» **Given task**: Copy out the listing below, starting at the line that contains "class is: hay" and ending after the line that contains "[142, 232, 520, 681]", including the requests. Give only those lines, and multiply every box coordinate in the answers by 2.45, rounding to whole numbers with halves rounded up.

++++++++++

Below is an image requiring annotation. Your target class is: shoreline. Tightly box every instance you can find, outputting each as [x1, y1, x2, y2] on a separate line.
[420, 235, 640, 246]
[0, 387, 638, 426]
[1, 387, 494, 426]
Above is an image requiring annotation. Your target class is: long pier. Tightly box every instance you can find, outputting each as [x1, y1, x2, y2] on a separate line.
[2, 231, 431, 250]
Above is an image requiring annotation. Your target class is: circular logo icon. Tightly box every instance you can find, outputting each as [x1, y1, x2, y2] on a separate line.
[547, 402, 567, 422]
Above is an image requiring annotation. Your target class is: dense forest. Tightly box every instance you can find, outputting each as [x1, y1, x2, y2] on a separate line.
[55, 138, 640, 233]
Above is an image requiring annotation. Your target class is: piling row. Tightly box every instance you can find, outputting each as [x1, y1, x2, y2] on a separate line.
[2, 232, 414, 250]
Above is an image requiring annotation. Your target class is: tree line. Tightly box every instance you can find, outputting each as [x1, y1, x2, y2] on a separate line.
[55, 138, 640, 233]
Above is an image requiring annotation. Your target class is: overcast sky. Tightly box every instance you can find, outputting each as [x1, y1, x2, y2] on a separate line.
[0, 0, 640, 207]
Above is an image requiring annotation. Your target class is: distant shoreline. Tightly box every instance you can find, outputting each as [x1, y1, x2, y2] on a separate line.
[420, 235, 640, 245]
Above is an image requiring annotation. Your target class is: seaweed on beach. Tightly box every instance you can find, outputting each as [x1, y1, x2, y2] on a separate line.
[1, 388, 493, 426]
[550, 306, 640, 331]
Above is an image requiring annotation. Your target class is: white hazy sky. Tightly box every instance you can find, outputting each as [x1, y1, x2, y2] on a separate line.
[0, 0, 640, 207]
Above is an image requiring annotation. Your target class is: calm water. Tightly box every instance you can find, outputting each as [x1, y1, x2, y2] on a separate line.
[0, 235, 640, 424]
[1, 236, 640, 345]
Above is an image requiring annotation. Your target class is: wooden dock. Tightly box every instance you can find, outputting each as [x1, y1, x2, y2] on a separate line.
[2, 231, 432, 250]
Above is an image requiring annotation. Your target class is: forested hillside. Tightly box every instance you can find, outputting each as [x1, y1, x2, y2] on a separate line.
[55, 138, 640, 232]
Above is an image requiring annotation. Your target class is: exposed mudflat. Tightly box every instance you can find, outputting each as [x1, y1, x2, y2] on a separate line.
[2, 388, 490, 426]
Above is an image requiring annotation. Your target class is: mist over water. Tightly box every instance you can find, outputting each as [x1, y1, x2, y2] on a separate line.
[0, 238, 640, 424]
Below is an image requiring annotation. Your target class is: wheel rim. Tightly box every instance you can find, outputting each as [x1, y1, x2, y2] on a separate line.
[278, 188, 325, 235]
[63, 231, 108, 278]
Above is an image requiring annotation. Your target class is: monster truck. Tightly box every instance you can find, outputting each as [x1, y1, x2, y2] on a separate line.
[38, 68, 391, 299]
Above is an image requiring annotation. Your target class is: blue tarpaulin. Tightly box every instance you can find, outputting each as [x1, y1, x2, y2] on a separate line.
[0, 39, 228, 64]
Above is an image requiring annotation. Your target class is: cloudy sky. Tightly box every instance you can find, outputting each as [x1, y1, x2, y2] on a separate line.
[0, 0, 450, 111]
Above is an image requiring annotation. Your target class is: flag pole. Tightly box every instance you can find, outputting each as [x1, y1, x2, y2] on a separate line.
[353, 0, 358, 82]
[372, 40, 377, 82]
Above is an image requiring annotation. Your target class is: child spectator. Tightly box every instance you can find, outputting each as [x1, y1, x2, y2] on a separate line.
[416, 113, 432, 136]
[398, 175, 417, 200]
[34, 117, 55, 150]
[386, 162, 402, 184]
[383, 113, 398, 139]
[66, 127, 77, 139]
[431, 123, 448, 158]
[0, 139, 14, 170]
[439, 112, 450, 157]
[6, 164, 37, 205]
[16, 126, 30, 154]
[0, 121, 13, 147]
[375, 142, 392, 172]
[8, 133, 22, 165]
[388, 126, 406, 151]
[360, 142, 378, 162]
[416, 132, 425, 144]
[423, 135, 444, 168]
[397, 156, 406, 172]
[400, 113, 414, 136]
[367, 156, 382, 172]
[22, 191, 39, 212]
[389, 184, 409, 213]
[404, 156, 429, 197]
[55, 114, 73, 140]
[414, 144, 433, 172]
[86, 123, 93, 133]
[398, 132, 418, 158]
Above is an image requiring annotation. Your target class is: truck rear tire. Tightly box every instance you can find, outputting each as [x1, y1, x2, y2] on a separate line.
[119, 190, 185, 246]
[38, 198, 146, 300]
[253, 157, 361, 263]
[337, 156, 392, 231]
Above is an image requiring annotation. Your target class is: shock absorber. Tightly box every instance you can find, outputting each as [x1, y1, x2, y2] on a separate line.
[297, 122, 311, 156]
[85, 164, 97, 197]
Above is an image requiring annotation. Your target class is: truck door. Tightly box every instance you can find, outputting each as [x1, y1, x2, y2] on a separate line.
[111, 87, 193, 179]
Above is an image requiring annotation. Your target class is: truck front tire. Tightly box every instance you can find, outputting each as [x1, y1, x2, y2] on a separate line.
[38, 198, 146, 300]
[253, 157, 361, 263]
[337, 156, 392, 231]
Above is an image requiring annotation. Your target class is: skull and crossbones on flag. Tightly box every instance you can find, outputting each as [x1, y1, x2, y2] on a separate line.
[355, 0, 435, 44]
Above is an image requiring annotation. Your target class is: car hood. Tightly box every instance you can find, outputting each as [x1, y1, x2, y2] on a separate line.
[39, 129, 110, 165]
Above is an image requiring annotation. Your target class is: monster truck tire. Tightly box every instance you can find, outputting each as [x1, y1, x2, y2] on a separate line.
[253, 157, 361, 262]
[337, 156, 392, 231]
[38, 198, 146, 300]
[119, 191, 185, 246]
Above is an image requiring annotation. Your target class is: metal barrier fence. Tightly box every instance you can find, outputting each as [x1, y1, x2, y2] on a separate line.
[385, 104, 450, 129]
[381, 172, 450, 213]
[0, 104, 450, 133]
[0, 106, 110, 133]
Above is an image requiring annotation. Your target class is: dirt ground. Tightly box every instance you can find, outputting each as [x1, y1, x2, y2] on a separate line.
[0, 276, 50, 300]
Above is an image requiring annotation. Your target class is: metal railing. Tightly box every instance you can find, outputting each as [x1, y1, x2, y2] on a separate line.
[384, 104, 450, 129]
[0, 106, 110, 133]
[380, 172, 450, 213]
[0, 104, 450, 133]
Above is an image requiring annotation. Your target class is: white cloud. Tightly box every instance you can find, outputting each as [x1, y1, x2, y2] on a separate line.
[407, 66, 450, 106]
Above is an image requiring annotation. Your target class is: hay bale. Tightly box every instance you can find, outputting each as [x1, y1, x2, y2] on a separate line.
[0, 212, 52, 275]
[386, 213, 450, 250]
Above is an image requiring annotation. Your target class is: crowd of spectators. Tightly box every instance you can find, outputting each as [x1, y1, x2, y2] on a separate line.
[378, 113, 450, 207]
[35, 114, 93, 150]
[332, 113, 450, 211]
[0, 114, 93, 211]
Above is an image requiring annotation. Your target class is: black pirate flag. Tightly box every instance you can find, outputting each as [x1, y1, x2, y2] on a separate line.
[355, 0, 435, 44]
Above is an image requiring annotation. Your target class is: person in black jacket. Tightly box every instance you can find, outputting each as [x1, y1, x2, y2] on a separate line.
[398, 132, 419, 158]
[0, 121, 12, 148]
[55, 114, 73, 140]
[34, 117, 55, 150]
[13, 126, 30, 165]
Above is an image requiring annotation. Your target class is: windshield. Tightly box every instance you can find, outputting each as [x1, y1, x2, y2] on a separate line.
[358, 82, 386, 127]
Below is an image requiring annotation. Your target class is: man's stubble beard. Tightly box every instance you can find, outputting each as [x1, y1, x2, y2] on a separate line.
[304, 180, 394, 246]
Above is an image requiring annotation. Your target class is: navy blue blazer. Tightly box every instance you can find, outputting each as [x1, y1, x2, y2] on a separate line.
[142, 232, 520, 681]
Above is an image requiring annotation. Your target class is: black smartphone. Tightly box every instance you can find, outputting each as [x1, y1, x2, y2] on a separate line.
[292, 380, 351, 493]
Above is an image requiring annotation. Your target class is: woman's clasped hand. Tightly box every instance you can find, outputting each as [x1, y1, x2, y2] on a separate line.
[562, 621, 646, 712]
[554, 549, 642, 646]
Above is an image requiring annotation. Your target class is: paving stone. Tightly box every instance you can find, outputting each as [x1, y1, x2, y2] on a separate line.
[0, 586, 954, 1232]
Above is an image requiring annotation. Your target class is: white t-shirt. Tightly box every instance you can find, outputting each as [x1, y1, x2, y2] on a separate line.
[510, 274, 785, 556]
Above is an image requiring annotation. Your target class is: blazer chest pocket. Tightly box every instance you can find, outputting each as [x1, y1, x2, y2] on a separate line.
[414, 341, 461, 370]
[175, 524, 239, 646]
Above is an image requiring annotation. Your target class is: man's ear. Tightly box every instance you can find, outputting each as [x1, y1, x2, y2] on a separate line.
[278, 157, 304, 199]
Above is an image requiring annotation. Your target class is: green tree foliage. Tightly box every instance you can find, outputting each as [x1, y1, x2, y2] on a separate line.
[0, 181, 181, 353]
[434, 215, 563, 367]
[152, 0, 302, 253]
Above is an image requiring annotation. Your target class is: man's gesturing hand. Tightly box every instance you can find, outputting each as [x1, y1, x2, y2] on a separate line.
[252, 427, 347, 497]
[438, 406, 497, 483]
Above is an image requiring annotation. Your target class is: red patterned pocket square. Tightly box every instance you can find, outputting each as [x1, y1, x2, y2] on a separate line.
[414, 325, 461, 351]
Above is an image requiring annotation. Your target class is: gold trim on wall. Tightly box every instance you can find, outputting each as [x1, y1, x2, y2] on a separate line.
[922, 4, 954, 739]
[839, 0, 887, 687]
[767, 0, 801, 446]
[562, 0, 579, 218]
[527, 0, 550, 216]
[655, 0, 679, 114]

++++++++++

» **Finished answer**:
Above is an image requiring annotation. Your target class is: hay bale. Tightly box every instance you can find, outputting each as [x1, y1, x2, y2] on a separate line.
[0, 519, 127, 674]
[946, 522, 1103, 613]
Above is an image requiring annotation. Your target class is: crowd of spectators. Tightly box every instance you can find, outputting each as [x1, y1, x2, y2] on a separate line.
[926, 277, 1103, 507]
[86, 279, 228, 368]
[813, 277, 1103, 517]
[0, 279, 228, 517]
Above is an image requiring annotation. Your target class is: black pirate flag. Tightly box every instance you can find, outputting each as [x1, y1, x2, y2] on a separate line.
[870, 0, 1066, 108]
Above is an image requiring annotation. Your target class is: person in black jacket. Tightly box every instance you can find, outputting each as [x1, y1, x2, y2] on a separate line.
[975, 323, 1027, 387]
[0, 296, 29, 363]
[135, 279, 179, 343]
[83, 287, 135, 368]
[32, 309, 74, 404]
Above is an image requiring annotation. Your target class is: windshield. Tightly box every instance you can find, outputting each as [x1, y1, x2, y2] on a separate line.
[877, 201, 946, 311]
Below is an image requiring annotation. Your target class is: man's stubble beard. Tightly box every instance you can find, outputting each as [x1, y1, x2, y2] on a separate line.
[745, 441, 965, 603]
Above is an image requiring annotation. Your target class is: navy blue blazer. Tightly box every instance you can find, outputting each as [x1, y1, x2, y2] on a separate line.
[348, 568, 1274, 1668]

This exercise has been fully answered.